WHAT YOU NEED TO DO ▸
Copy out word for word everything from the line containing "Objective — one point per instance of the pole" down to the end of the items.

(Stored data)
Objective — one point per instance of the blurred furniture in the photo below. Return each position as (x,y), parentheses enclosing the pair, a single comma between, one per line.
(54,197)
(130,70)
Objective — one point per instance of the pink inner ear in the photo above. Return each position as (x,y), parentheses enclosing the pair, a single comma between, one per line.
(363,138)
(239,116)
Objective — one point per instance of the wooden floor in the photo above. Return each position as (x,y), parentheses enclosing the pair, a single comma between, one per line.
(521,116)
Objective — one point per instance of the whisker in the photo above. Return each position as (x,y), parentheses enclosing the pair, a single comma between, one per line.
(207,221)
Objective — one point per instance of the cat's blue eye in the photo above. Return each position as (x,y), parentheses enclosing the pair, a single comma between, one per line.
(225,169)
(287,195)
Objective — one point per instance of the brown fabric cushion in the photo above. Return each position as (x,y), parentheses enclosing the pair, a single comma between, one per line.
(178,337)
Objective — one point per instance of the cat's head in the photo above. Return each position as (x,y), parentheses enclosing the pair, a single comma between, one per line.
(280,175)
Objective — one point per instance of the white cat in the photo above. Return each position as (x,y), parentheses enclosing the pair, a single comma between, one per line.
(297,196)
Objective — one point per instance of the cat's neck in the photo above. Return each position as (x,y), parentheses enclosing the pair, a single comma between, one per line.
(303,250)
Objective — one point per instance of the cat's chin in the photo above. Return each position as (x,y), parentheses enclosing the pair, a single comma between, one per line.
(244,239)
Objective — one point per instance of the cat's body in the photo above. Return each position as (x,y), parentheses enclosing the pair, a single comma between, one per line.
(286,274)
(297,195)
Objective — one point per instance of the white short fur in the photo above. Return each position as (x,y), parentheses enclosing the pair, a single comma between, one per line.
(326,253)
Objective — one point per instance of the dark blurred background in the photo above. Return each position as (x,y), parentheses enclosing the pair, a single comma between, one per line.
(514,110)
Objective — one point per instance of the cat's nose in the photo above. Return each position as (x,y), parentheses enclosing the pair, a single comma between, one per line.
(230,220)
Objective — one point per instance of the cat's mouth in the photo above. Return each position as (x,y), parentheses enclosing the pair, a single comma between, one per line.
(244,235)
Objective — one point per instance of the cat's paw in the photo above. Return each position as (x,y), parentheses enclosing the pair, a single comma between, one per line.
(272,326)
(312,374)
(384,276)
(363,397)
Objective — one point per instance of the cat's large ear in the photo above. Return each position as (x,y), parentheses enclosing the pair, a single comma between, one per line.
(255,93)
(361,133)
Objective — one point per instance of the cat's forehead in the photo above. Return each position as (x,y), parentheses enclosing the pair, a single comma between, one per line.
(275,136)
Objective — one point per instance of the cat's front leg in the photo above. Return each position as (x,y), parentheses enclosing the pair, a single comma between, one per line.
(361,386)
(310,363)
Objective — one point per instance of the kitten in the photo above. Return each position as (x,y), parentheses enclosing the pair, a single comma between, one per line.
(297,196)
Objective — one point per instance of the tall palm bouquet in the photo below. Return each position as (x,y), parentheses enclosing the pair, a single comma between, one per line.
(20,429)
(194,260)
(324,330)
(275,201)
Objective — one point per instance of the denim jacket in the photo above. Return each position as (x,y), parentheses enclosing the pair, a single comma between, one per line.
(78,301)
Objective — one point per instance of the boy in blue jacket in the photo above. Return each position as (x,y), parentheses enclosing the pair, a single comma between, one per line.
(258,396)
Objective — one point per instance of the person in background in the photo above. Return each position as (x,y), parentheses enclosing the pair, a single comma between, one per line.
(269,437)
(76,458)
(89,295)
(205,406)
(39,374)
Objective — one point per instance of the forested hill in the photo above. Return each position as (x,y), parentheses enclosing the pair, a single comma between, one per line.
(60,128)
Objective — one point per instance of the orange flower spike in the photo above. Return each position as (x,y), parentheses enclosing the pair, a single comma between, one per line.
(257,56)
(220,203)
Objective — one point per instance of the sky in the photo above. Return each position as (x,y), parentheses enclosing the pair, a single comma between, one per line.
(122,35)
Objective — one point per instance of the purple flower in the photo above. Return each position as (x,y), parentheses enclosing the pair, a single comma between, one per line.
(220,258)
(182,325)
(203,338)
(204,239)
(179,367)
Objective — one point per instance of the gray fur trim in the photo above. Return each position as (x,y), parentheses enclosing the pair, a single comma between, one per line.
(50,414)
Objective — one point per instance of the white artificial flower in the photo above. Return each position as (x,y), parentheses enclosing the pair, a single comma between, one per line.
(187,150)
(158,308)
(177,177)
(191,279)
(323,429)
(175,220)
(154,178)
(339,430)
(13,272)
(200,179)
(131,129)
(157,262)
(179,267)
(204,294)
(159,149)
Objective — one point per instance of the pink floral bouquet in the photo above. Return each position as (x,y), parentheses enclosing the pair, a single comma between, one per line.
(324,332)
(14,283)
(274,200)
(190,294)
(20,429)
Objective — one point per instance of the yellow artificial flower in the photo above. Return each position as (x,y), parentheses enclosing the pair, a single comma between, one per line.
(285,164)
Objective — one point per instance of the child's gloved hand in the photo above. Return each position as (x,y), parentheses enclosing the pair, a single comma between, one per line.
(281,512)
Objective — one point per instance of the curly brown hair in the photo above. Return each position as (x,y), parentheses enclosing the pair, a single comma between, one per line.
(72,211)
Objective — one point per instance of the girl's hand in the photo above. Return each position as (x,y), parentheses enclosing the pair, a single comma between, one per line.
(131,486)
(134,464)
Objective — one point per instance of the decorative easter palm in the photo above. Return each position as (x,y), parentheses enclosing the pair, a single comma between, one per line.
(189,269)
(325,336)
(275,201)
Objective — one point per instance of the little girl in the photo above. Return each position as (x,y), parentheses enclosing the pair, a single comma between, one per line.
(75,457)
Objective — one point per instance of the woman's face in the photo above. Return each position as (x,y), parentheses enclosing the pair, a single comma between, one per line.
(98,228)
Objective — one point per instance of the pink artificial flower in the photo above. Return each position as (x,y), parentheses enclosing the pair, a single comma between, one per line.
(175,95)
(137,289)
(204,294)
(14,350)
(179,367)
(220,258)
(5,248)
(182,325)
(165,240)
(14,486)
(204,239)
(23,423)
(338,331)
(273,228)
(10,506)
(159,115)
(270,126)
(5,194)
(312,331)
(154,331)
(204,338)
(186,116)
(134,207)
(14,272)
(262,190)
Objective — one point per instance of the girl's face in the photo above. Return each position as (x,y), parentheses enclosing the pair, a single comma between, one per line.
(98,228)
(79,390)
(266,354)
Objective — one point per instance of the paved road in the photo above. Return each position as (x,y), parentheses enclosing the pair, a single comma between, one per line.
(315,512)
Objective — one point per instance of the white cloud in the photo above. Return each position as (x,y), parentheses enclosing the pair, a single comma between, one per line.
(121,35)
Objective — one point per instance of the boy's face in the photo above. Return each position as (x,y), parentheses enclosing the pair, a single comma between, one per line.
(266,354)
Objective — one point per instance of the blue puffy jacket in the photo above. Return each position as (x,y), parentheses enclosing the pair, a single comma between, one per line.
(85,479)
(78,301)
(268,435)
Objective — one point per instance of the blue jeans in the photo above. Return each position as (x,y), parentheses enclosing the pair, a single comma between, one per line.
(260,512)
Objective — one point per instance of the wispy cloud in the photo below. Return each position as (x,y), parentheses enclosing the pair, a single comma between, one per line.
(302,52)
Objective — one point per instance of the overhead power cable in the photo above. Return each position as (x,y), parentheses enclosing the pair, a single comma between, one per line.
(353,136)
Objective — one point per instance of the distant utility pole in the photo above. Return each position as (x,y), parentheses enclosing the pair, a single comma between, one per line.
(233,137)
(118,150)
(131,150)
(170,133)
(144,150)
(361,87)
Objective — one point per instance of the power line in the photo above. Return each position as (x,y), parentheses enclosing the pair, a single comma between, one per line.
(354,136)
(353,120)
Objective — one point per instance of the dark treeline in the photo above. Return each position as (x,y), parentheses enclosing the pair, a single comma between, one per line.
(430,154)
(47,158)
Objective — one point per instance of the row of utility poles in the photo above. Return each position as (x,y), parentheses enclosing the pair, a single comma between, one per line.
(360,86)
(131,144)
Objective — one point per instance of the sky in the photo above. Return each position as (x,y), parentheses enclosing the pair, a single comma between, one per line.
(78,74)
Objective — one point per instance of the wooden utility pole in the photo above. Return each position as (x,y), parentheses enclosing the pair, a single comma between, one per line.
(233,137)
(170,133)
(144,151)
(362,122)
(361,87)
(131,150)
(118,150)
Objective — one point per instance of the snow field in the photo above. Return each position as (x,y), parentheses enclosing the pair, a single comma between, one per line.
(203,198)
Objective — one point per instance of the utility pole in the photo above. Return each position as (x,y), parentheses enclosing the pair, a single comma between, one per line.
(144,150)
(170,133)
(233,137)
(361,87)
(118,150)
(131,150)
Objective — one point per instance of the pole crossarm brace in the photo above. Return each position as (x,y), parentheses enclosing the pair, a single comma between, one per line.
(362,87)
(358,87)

FULL OUTPUT ▸
Objective — one point per instance of the pole crossarm brace in the photo above. Return each position as (x,y), parentheses enclosing the pair, a single comma between, one per line.
(362,87)
(358,87)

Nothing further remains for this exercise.